Я из режиссеров, которые очень легко расстаются с большими фрагментами материала. Мне не жаль ни хороших, ни красивых, ни дорогостоящих или трудно давшихся сцен, ни хорошо сыгранных персонажей. Если оказывается, что в фильме они лишние, я выбрасываю их беспощадно и даже с некоторым наслаждением. Чем они лучше, тем мне легче с ними расстаться – я ведь знаю, что отказался от материала не из-за плохого качества, а просто потому, что без него можно обойтись.
Обычно я снимаю больше сцен, чем потом остается в фильме. Монтажер иногда чуть не плачет: “Такой прекрасный кадр! Она так чудесно сыграла эту сцену!” Но все, что кажется лишним, я вырезаю без колебаний. Вот еще одна проблема молодых режиссеров. Привязанность к собственному материалу. Хочется все использовать. Такой прекрасный материал. Хотя по большей части все это никуда не годится. Мы все повторяем эту ошибку. Трудность заключается в том, чтобы понять, что необходимо.
В монтажной я чувствую себя относительно свободным. Конечно, я располагаю только тем материалом, который снял, но он открывает, в сущности, неограниченные возможности. Теперь я не связан ни временем, ни бюджетом, не завишу от настроений актеров, организационных проблем или неполадок с – даже самой лучшей – съемочной техникой. Мне не приходится ежедневно отвечать на сотни вопросов, ждать, пока сядет солнце или установят освещение. Я просто сижу за монтажным столом и с некоторым волнением жду результата новой склейки.
Глава 4Я не люблю слова “успех”

-=-=-

* _Условие задачи 1_
Перескажите короче абзац из текста о монтаже фильма, который начинается словами «В монтажной я чувствую себя», и сохраните его основные факты.
* _Условие задачи 2_
Выпишите из текста о монтаже фильма без изменений фрагмент, который открывается словами «В монтажной я» и завершается словами «результата новой склейки.».

-=-=-

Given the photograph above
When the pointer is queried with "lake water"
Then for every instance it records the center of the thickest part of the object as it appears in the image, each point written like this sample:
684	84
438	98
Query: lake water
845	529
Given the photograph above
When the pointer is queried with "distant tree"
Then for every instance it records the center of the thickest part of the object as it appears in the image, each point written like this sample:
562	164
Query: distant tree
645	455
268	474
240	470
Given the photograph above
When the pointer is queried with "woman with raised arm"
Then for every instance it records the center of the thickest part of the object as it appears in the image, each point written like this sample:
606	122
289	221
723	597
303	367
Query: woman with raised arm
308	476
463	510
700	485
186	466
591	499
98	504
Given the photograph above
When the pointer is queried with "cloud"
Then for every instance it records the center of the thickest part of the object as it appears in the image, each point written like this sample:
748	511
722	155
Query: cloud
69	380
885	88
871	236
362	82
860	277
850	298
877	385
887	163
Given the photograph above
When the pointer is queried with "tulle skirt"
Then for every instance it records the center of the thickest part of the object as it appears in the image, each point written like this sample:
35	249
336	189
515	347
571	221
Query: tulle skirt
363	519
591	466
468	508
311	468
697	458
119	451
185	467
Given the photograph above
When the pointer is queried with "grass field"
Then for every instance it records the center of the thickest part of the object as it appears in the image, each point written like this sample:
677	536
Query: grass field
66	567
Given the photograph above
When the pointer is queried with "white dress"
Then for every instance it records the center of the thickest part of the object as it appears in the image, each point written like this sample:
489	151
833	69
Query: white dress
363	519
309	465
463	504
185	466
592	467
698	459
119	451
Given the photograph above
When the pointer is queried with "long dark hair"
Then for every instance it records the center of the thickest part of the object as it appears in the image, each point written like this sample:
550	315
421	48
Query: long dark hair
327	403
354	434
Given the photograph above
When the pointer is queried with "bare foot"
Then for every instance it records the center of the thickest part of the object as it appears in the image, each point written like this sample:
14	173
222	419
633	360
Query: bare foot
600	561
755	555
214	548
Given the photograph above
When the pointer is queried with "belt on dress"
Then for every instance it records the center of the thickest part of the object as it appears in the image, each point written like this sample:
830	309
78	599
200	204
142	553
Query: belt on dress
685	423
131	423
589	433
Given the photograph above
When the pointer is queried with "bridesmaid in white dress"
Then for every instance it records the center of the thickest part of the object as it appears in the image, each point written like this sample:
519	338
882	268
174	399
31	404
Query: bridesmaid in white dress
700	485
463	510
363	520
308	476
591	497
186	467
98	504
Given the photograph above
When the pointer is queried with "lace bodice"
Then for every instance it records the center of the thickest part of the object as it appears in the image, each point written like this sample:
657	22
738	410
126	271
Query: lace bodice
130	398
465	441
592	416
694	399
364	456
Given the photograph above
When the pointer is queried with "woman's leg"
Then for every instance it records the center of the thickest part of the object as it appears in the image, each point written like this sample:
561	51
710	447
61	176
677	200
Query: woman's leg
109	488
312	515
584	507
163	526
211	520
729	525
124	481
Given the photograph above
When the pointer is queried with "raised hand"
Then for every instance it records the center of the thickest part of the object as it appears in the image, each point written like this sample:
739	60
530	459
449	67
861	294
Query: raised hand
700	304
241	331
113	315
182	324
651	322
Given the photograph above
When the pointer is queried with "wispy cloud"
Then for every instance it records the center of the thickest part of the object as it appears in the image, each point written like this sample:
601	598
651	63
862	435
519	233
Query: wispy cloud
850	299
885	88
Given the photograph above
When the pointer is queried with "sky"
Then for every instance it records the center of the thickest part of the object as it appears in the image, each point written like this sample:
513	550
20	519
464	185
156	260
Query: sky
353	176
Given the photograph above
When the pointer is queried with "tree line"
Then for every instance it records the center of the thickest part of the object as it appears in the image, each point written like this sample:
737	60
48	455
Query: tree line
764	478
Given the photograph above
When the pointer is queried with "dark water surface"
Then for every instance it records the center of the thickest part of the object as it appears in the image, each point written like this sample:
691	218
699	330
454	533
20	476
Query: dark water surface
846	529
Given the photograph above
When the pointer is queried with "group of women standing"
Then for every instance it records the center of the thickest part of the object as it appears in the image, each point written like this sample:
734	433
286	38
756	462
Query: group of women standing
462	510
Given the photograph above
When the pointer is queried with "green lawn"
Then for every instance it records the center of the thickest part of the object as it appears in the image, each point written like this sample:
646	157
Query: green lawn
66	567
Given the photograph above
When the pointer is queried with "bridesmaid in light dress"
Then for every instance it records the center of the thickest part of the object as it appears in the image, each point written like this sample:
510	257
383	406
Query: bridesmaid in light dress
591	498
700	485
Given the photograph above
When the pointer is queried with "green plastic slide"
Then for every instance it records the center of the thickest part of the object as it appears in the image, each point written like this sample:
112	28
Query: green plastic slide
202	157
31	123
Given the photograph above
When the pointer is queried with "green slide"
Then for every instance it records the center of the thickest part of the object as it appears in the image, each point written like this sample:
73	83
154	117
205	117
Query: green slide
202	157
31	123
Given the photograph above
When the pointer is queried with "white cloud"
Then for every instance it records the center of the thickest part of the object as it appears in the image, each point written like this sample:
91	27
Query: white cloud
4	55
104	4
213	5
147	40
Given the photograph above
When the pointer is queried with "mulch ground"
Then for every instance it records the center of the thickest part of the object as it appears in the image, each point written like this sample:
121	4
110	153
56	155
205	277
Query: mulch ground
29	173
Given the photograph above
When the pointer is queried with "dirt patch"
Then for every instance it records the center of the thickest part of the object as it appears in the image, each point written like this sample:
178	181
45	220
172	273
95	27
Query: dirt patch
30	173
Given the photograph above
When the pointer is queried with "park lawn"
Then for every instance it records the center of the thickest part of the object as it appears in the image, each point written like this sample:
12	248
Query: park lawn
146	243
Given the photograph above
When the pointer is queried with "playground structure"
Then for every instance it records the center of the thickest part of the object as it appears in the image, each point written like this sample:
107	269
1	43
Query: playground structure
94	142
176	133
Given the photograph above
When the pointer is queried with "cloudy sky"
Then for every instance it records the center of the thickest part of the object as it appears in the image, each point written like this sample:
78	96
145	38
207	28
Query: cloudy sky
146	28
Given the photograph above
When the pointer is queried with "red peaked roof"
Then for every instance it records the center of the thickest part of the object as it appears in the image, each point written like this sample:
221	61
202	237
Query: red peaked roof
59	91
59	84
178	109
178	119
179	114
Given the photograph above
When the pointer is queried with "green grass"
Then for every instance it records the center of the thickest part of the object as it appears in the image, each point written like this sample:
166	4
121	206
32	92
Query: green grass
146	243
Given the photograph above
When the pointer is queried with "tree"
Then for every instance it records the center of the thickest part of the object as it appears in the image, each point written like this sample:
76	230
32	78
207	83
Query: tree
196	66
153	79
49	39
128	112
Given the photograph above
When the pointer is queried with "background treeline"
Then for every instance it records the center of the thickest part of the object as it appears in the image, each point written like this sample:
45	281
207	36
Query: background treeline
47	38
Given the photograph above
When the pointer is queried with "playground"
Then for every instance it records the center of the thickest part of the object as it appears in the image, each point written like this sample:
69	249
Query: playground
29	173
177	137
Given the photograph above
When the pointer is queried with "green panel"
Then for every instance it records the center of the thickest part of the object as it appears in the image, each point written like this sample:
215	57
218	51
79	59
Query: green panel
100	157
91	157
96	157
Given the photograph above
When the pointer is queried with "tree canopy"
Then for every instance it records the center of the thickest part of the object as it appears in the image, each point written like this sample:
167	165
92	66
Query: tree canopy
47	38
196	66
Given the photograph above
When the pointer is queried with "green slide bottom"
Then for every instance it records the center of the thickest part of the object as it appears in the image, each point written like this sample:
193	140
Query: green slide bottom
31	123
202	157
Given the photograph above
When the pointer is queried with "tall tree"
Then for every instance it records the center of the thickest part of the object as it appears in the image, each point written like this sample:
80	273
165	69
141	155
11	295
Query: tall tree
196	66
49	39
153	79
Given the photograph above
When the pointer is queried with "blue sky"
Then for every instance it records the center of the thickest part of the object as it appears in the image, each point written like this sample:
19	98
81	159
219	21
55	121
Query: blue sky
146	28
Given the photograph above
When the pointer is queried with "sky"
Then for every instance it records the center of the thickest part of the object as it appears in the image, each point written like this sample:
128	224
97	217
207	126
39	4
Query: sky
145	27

-=-=-

* _Ожидаемый результат 1_
В монтажной я относительно свободен. Я располагаю только снятым материалом, но он дает почти неограниченные возможности. Меня уже не связывают время и бюджет, я не завишу от настроения актеров, организационных проблем и неполадок техники. Не нужно ежедневно отвечать на сотни вопросов, ждать заката или установки освещения. Я сижу за монтажным столом и с волнением жду результата новой склейки.

* _Ожидаемый результат 2_
В монтажной я чувствую себя относительно свободным. Конечно, я располагаю только тем материалом, который снял, но он открывает, в сущности, неограниченные возможности. Теперь я не связан ни временем, ни бюджетом, не завишу от настроений актеров, организационных проблем или неполадок с – даже самой лучшей – съемочной техникой. Мне не приходится ежедневно отвечать на сотни вопросов, ждать, пока сядет солнце или установят освещение. Я просто сижу за монтажным столом и с некоторым волнением жду результата новой склейки.